Written instruction >>
Make an exact transcription of the material, leaving out all images.

Provided material >>
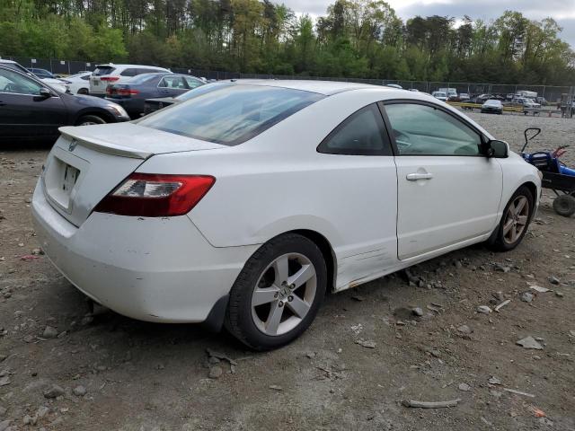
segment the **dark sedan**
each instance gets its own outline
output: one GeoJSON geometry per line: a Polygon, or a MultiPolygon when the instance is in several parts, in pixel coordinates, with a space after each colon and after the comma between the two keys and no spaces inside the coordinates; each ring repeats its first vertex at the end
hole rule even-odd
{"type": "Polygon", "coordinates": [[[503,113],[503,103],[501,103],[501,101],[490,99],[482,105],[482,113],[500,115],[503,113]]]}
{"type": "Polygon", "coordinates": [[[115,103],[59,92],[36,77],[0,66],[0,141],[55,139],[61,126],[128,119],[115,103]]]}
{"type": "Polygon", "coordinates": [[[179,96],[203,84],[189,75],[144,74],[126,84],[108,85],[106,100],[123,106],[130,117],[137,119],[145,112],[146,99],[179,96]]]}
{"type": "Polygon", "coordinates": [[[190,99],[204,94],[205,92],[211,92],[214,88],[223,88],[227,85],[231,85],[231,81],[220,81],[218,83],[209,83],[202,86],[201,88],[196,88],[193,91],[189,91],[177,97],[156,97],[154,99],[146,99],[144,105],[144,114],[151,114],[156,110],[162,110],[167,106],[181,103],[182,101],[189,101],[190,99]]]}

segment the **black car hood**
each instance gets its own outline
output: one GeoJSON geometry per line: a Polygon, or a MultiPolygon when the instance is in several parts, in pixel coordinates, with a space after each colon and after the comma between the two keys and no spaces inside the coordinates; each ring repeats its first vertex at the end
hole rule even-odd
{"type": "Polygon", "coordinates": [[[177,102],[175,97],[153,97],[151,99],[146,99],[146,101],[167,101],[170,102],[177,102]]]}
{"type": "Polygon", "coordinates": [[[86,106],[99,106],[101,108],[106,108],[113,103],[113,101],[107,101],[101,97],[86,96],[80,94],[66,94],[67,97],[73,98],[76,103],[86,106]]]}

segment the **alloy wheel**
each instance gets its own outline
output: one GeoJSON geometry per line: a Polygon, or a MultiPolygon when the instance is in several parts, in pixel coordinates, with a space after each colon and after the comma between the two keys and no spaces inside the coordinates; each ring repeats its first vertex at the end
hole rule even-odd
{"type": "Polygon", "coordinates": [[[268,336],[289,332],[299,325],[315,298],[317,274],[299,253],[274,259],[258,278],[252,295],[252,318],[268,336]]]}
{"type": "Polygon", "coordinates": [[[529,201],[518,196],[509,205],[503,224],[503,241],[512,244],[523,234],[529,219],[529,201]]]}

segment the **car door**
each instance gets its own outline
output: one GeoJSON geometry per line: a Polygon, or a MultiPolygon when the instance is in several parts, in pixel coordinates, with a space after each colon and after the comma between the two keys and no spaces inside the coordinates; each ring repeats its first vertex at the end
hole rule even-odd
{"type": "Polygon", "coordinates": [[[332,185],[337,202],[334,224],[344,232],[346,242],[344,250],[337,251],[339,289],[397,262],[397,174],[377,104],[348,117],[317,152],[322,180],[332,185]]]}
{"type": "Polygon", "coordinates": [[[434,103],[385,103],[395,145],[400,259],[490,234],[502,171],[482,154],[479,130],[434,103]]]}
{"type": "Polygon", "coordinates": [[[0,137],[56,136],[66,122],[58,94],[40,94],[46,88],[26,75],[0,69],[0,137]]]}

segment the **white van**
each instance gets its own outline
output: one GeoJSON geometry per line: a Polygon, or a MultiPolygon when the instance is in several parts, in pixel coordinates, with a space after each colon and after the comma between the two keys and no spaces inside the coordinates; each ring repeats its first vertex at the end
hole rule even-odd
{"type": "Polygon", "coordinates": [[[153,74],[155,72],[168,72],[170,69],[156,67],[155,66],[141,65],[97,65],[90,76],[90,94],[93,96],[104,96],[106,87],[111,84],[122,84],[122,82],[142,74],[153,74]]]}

Result for this exercise >>
segment the **dark sedan**
each instance gets its own outline
output: one GeoJSON geometry per line: a Polygon, or a MultiPolygon when the instance is in several parts, in pixel coordinates, with a space after each colon and after the comma between the two keys and no spaces inside the coordinates; each ring repeats its first vertex at the end
hole rule even-odd
{"type": "Polygon", "coordinates": [[[503,113],[503,103],[501,103],[501,101],[490,99],[482,105],[482,113],[500,115],[503,113]]]}
{"type": "Polygon", "coordinates": [[[115,103],[59,92],[36,77],[0,66],[0,141],[55,139],[61,126],[128,119],[115,103]]]}
{"type": "Polygon", "coordinates": [[[179,96],[203,84],[189,75],[144,74],[126,84],[108,85],[106,100],[123,106],[130,117],[137,119],[145,112],[146,99],[179,96]]]}
{"type": "Polygon", "coordinates": [[[190,99],[204,94],[205,92],[211,92],[214,88],[223,88],[227,85],[231,85],[231,81],[220,81],[218,83],[209,83],[202,86],[201,88],[196,88],[193,91],[189,91],[177,97],[156,97],[154,99],[146,99],[144,105],[144,114],[151,114],[156,110],[162,110],[167,106],[181,103],[182,101],[189,101],[190,99]]]}

segment the **black car hood**
each instance gets its own outline
output: one GeoJSON geometry per line: a Polygon, or a MultiPolygon when the instance is in several parts, in pixel coordinates, with a space after each colon and after the comma between the two keys and no spaces inside the coordinates; each ring repeats its first vertex at the end
hole rule even-odd
{"type": "Polygon", "coordinates": [[[177,102],[175,97],[153,97],[151,99],[146,99],[146,101],[167,101],[170,102],[177,102]]]}
{"type": "Polygon", "coordinates": [[[86,106],[99,106],[101,108],[106,108],[113,103],[113,101],[107,101],[101,97],[86,96],[80,94],[66,94],[67,97],[73,98],[76,103],[86,106]]]}

segment the **alloy wheel**
each instance gets its own outline
output: one GeoJSON geometry per line: a Polygon, or a MultiPolygon when the instance is in several parts, in pixel coordinates, with a space after each colon and after the comma between the two keys and no spaces inside the coordinates; each ring repeats its first vertex at the end
hole rule even-odd
{"type": "Polygon", "coordinates": [[[268,336],[289,332],[299,325],[315,298],[317,274],[299,253],[274,259],[258,278],[252,295],[252,318],[268,336]]]}
{"type": "Polygon", "coordinates": [[[529,201],[518,196],[509,205],[503,224],[503,241],[512,244],[523,234],[529,219],[529,201]]]}

segment the **car door**
each instance gets its own outline
output: one GeoJSON geometry per line: a Polygon, or a MultiPolygon when the instance is in several parts, in pixel coordinates, with a space after each colon and after the comma between the two keys and no spaces inside the coordinates; each ring repeats its first vertex at the end
hole rule even-odd
{"type": "Polygon", "coordinates": [[[332,185],[337,202],[334,224],[344,232],[346,242],[344,250],[337,251],[339,289],[397,262],[397,174],[377,104],[348,117],[317,152],[322,180],[332,185]]]}
{"type": "Polygon", "coordinates": [[[434,103],[385,103],[395,145],[400,259],[490,234],[502,171],[482,154],[479,130],[434,103]]]}
{"type": "Polygon", "coordinates": [[[0,137],[56,136],[66,122],[58,94],[40,94],[46,88],[26,75],[0,69],[0,137]]]}

segment the **white van**
each instance gets its own outline
output: one GeoJSON geometry per line: a Polygon, or a MultiPolygon when the instance is in several parts, in pixel coordinates, with a space after each colon and after the comma between the two keys and no spaces inside the coordinates; each ring repeats its first vertex at the end
hole rule even-odd
{"type": "Polygon", "coordinates": [[[153,74],[155,72],[168,72],[170,69],[156,67],[155,66],[141,65],[97,65],[90,76],[90,94],[93,96],[104,96],[106,87],[111,84],[122,84],[122,82],[142,74],[153,74]]]}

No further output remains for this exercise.